Rogers Cup: Andy Murray beats Nick Kyrgios in 54 minutes
Last updated on .From the section Tennis
Andy Murray needed less than an hour to beat Australia's Nick Kyrgios in the Briton's first match of the hard-court season at the Rogers Cup on Wednesday.
Murray, 27, had not played since his Wimbledon title defence ended in the quarter-finals last month.
But the British number one, handed a first-round bye in Toronto, looked sharp as he saw off Kyrgios 6-2 6-2.
Elsewhere, top seed Novak Djokovic of Serbia defeated France's Gael Monfils in three sets, 6-2 6-7 (4-7) 7-6.
Canada's world number six Milos Raonic beat America's Jack Sock 4-6 7-6 (7-2) 7-6 (7-4) to keep home hopes alive while fellow top-10 players David Ferrer, Grigor Dimitrov and Tomas Berdych also went through.
The eighth-seeded Murray will face Richard Gasquet in the third round after the Frenchman defeated Croatia's Ivo Karlovic 5-7 7-6 (7-5) 6-3.
"I thought I did most things pretty solid," said Murray. "I didn't make too many errors. I moved well.
"It was a solid match for a first match back after about five weeks. I was happy."
The Scot lost only six service points and converted four of his five break-point chances as he dismantled Kyrgios in 54 minutes.
Kyrgios, 19, made headlines earlier this summer when he beat Rafael Nadal to reach the last eight at Wimbledon, and, like Murray, was contesting his first tournament since the All England Club.
He won his first-round contest against Santiago Giraldo 7-6 (7-3) 7-5 but was not allowed to get into his stride against Murray, a winner of the Canadian Masters event in both 2009 and 2010.

• Data excerpts:
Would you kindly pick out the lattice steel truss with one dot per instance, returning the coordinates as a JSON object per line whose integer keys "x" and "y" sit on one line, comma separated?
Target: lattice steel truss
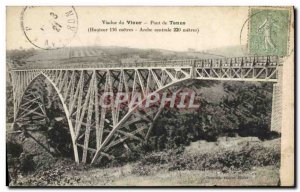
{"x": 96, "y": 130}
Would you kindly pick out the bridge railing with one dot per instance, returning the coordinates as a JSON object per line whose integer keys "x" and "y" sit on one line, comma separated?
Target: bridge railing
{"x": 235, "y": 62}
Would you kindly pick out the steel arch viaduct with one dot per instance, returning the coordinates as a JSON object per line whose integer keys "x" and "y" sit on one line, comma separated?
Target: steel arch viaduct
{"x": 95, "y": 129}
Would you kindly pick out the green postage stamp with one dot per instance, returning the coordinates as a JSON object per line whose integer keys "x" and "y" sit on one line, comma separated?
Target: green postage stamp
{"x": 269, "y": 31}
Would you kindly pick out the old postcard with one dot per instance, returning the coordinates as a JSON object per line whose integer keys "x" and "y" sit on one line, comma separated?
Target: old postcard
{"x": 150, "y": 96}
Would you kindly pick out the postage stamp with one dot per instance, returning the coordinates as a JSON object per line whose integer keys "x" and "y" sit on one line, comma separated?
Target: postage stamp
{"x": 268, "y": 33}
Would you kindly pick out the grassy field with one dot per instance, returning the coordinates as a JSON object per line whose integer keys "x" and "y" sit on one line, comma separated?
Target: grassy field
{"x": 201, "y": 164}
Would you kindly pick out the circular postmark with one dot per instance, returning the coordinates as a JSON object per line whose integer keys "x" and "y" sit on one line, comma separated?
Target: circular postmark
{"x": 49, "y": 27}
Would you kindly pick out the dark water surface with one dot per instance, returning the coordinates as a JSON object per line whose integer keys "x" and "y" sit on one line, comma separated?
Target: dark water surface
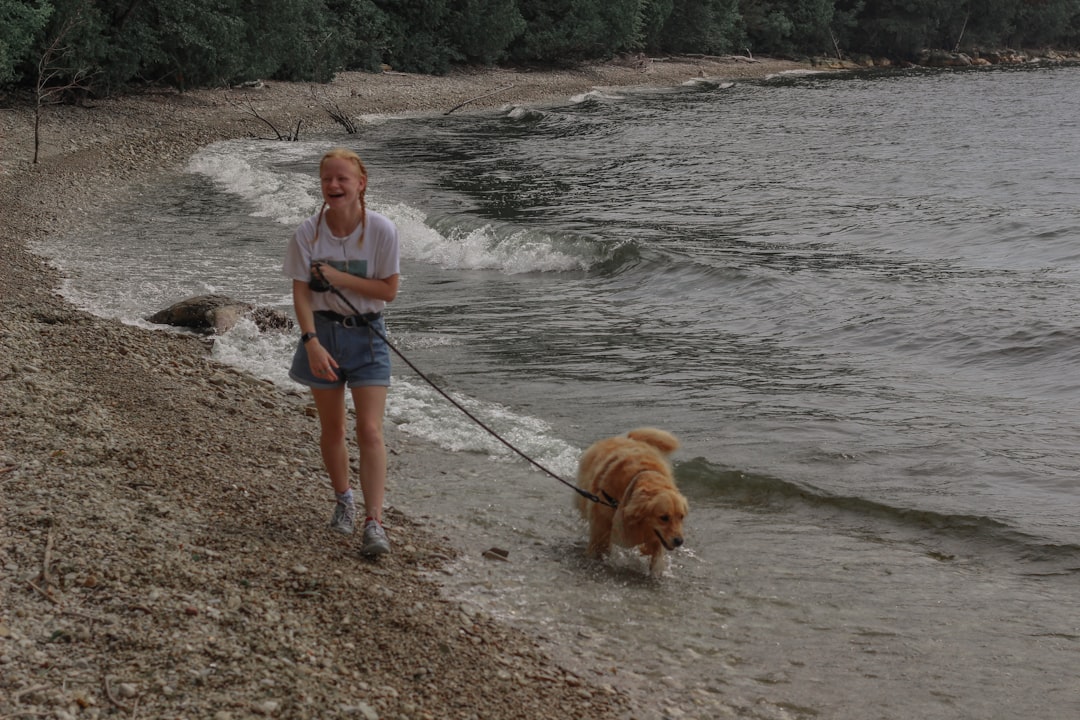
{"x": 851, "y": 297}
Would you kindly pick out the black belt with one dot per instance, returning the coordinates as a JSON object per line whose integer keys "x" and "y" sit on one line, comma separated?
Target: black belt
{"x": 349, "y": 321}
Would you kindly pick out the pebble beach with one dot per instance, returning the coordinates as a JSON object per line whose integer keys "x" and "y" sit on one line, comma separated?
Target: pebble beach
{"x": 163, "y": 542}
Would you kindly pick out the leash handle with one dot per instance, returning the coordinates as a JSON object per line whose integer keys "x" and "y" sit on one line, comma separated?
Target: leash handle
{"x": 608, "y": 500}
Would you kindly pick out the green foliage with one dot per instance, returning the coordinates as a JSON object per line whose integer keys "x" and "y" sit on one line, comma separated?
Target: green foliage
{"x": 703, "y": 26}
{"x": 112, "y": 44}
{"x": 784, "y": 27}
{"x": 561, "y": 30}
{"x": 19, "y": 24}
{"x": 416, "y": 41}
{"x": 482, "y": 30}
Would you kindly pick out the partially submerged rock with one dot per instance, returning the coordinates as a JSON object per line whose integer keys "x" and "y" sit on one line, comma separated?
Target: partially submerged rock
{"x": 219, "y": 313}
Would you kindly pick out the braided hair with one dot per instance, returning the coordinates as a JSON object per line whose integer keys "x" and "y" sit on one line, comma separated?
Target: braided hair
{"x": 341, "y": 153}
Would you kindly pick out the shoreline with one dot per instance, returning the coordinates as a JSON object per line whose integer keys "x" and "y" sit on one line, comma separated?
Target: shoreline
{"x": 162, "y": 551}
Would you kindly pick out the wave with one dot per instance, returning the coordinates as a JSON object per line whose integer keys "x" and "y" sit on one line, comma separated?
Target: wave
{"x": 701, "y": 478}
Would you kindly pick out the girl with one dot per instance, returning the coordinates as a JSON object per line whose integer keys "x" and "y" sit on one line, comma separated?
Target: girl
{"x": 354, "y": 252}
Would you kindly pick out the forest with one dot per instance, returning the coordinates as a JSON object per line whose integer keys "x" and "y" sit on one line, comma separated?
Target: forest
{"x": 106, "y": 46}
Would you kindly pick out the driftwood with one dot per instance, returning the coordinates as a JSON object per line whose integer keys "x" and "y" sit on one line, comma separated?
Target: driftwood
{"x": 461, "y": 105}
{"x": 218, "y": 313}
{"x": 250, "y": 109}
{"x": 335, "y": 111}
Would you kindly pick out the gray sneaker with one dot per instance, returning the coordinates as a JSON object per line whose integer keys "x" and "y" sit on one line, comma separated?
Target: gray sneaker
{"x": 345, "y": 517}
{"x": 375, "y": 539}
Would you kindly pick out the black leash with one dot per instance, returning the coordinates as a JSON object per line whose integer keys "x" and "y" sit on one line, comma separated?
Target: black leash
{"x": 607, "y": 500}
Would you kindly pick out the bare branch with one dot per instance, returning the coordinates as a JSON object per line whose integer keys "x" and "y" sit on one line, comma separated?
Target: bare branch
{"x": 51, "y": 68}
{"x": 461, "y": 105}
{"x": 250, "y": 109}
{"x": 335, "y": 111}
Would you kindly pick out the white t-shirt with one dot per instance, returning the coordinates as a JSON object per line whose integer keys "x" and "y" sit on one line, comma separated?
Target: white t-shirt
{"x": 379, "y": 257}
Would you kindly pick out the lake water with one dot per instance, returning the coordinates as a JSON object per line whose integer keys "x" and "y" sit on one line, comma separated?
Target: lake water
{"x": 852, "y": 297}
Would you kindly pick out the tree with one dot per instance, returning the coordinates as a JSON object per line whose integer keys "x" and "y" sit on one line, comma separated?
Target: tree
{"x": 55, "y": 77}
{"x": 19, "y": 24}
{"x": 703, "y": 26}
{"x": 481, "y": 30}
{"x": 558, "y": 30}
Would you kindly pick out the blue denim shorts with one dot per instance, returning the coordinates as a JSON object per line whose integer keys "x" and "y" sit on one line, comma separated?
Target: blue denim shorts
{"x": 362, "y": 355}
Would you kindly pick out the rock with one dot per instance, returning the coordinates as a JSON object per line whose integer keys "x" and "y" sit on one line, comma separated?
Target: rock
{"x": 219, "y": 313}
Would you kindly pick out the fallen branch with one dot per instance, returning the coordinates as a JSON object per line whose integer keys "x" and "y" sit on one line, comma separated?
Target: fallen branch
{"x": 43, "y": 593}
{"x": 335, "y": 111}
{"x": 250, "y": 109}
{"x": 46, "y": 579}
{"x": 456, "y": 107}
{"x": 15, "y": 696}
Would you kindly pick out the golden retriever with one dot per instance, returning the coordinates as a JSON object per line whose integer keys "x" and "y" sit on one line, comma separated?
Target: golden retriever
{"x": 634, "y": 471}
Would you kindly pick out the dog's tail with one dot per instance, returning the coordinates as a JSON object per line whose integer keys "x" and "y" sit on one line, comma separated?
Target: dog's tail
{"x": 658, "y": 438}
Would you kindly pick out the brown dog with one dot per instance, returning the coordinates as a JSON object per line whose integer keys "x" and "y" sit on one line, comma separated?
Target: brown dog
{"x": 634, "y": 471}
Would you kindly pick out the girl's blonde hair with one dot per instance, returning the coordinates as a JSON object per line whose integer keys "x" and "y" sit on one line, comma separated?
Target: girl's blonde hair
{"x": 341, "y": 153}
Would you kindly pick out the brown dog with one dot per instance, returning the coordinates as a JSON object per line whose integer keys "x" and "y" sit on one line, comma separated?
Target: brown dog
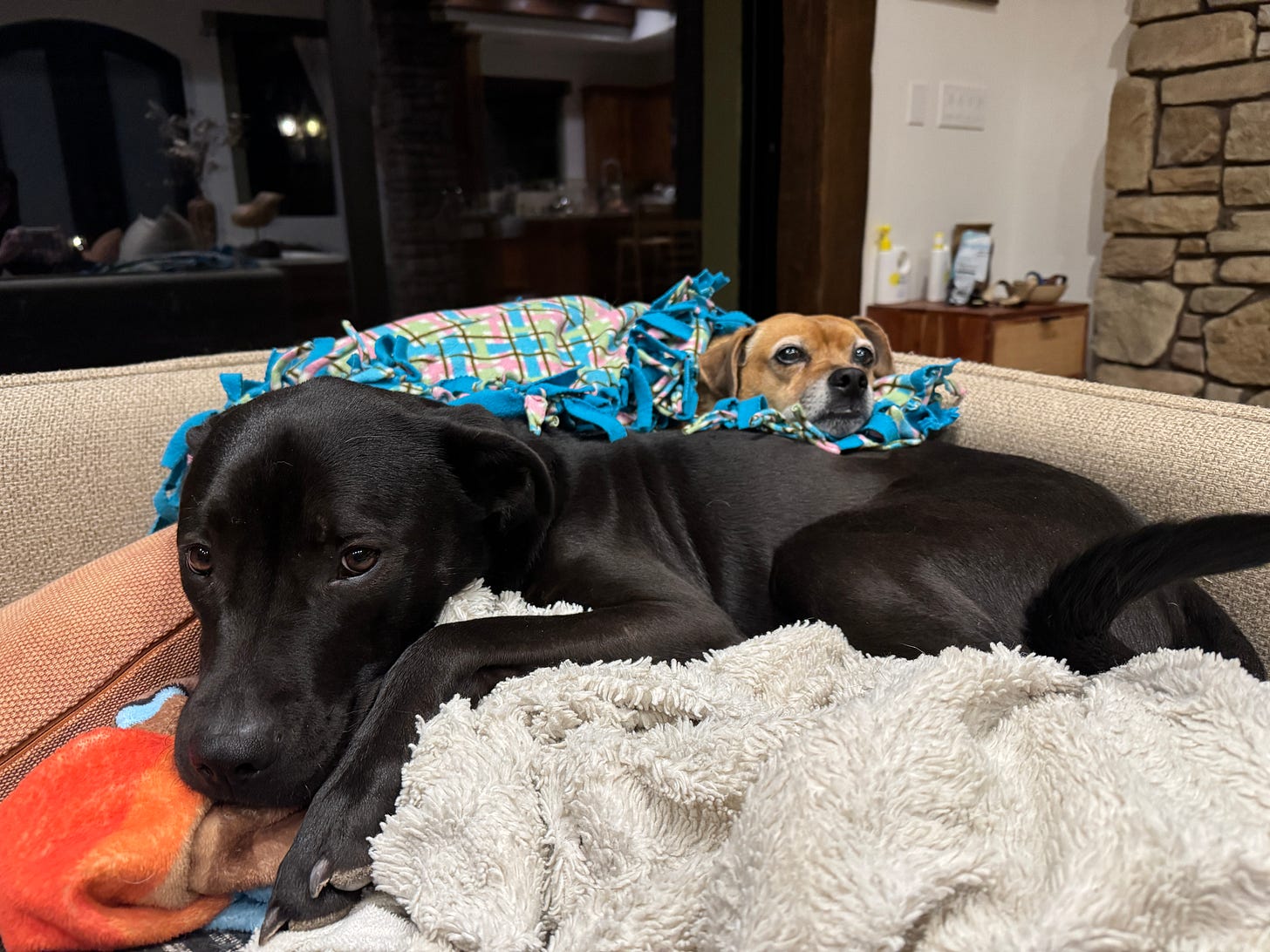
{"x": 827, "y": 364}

• SET OF TASKS:
- A) Transcribe the part of the Rogers Cup report that opens with the words containing "Canada's world number" and closes with "in 54 minutes.".
- B) Name every player the Rogers Cup report says lost a match at this tournament.
- C) Take the Rogers Cup report further, continuing from its last sentence.
Nothing in the data excerpts is needed for the work that comes next.

• ANSWERS GIVEN:
- A)
Canada's world number six Milos Raonic beat America's Jack Sock 4-6 7-6 (7-2) 7-6 (7-4) to keep home hopes alive while fellow top-10 players David Ferrer, Grigor Dimitrov and Tomas Berdych also went through.
The eighth-seeded Murray will face Richard Gasquet in the third round after the Frenchman defeated Croatia's Ivo Karlovic 5-7 7-6 (7-5) 6-3.
"I thought I did most things pretty solid," said Murray. "I didn't make too many errors. I moved well.
"It was a solid match for a first match back after about five weeks. I was happy."
The Scot lost only six service points and converted four of his five break-point chances as he dismantled Kyrgios in 54 minutes.

- B) Nick Kyrgios, Gael Monfils, Jack Sock, Ivo Karlovic, Santiago Giraldo

- C)
Murray's impressive display backed up his claim this week that he is now training at "100%" for the first time since the back operation he had last year.
Murray had surgery in September 2013 and was out for three months before returning in December.
The Briton is also focusing his energies on the US Open in New York, which begins on 25 August.
Murray hopes his training stint in Miami with new coach Amelie Mauresmo will help him finally regain full match fitness.
"I started to feel good, actually, just before the French Open," he said. "The back felt fine throughout the grass-court season.
"The only problem was before that I was able to practise but not train off the court, do the stuff in the gym that makes you physically strong.
"So when I was coming up against the better players, I was just lacking a little bit.
"But after Wimbledon, I went over to Miami and I really trained like I used to for the first time since the surgery and I felt much better."